— begin DATASET EXTRACT —
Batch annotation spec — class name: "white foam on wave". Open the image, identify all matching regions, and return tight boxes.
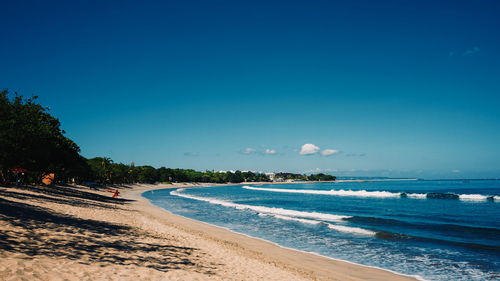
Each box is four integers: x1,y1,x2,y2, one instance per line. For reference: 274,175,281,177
328,223,376,236
273,215,321,224
406,193,427,199
242,185,500,201
170,189,351,221
273,215,376,236
458,194,488,201
242,185,401,198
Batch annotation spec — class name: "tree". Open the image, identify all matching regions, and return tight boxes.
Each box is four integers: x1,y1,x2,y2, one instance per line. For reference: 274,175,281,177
0,90,86,182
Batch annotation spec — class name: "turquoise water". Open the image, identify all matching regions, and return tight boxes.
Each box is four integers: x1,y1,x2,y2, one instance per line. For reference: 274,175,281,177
143,180,500,280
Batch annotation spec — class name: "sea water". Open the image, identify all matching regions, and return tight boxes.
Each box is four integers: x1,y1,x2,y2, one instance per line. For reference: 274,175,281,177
143,180,500,280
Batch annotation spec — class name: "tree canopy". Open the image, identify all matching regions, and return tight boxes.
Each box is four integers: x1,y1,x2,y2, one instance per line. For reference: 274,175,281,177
0,90,86,182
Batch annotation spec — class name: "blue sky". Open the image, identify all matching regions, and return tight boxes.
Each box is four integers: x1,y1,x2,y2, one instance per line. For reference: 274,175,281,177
0,1,500,178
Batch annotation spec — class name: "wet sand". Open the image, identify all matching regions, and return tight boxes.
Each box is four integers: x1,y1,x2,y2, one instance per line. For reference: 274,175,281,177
0,184,414,280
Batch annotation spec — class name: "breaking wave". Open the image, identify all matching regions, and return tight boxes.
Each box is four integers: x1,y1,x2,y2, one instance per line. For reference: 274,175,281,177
242,185,500,201
170,189,349,222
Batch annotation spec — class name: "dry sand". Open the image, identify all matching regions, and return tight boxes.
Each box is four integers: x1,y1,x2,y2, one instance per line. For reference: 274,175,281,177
0,185,414,280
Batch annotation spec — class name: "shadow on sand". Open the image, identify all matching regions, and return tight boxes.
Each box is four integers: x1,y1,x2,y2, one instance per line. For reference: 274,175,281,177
0,187,219,274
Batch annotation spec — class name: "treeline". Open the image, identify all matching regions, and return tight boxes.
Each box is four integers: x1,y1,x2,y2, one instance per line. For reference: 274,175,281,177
274,172,336,181
88,157,270,184
0,91,88,183
0,90,335,185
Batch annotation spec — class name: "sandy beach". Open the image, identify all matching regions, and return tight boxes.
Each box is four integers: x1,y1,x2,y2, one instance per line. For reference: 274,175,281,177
0,184,415,281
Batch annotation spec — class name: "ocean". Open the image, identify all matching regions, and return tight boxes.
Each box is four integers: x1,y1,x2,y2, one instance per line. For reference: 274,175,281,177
143,180,500,280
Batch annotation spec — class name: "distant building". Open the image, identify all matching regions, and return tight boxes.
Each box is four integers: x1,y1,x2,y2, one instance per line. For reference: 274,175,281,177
265,173,276,181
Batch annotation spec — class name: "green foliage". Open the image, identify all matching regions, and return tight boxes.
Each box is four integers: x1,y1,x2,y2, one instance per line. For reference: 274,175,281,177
0,90,87,182
307,173,336,181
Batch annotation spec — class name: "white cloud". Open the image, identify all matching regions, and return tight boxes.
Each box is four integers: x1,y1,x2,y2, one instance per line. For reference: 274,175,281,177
321,149,339,156
264,148,276,155
462,47,480,56
299,143,319,155
241,147,257,154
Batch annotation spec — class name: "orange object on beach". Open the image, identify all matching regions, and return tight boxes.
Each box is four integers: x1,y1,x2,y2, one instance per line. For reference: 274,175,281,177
42,173,55,185
106,189,120,198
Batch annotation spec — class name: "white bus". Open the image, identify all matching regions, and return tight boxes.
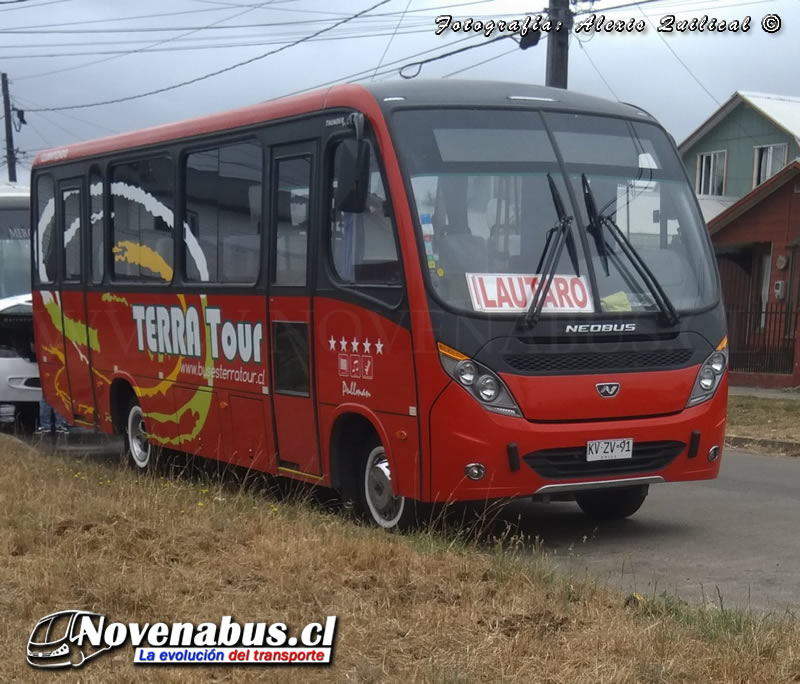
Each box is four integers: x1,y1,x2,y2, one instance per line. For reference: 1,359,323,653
0,184,42,428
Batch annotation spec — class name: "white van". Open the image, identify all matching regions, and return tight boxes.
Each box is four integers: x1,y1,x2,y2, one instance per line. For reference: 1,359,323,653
0,184,42,428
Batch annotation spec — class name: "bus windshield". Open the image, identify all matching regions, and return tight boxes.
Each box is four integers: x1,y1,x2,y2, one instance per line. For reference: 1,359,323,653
394,109,718,314
0,207,31,299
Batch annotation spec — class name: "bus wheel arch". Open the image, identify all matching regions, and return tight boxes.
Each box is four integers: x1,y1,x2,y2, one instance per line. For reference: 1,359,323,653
111,378,157,472
109,378,136,435
330,412,416,529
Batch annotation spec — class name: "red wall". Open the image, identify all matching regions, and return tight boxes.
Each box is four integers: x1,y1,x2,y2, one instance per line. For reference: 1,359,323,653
711,177,800,388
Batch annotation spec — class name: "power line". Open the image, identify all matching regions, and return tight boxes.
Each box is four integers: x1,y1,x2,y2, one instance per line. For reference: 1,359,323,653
0,27,438,60
639,1,721,106
442,46,519,78
29,0,390,112
0,0,492,35
0,4,292,31
576,34,619,100
372,0,411,78
399,34,513,79
14,95,119,135
4,0,278,83
282,35,478,97
0,0,69,12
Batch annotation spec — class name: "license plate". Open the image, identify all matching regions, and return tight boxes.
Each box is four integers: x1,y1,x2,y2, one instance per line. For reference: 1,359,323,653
586,437,633,461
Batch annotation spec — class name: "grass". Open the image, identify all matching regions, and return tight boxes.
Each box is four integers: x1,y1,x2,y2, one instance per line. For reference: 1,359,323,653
727,396,800,442
0,435,800,684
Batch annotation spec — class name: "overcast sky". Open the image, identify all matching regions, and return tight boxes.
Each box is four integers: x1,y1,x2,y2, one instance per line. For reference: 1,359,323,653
0,0,800,181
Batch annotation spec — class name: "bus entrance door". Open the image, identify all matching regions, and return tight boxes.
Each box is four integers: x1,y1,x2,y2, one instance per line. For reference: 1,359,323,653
56,180,97,426
269,144,322,475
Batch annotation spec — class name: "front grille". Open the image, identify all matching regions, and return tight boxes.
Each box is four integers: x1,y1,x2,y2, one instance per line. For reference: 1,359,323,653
503,348,694,374
522,442,686,480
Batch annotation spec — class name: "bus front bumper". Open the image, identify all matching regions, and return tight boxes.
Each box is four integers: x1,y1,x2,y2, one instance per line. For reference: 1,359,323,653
426,374,728,502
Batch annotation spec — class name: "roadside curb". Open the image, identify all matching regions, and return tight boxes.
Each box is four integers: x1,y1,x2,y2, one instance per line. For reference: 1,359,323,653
725,435,800,457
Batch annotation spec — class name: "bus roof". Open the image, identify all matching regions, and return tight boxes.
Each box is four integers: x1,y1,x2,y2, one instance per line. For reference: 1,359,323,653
0,183,31,205
33,79,652,168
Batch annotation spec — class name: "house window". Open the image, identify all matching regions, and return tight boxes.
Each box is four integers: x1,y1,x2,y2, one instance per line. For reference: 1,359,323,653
695,150,728,195
753,143,789,187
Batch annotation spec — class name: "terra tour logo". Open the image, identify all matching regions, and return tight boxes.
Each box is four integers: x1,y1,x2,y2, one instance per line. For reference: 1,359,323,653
27,610,336,669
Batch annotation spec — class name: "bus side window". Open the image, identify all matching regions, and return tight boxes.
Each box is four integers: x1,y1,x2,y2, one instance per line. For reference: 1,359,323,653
34,176,57,283
183,142,263,283
330,146,400,285
275,157,311,286
89,166,105,283
61,188,81,282
111,157,175,282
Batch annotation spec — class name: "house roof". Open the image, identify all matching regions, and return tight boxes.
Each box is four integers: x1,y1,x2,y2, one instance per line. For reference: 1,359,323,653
708,159,800,235
678,90,800,154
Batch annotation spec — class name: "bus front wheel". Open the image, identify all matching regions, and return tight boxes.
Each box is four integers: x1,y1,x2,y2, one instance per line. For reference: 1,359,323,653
125,398,155,471
353,439,416,530
575,486,647,520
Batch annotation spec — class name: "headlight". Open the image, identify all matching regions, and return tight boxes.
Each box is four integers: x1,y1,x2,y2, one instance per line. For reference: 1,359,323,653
686,337,728,408
478,375,500,401
437,342,522,416
456,361,478,387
— end DATASET EXTRACT —
◆ **SET EXERCISE**
Please repeat the records word for word, from the start of the records to the line with "273,215,376,236", including both ends. Leave the pictures out of your answer.

◆ **THE ANSWER**
Batch annotation spec — class name: "white foam on wave". Open the image, identify all matching regions, and return tight boxes.
Each box is four integers: x1,y1,x2,y2, one instance per line. For reference: 274,175,281,177
328,223,376,236
273,215,321,224
406,193,427,199
242,185,500,201
170,189,351,221
273,215,376,236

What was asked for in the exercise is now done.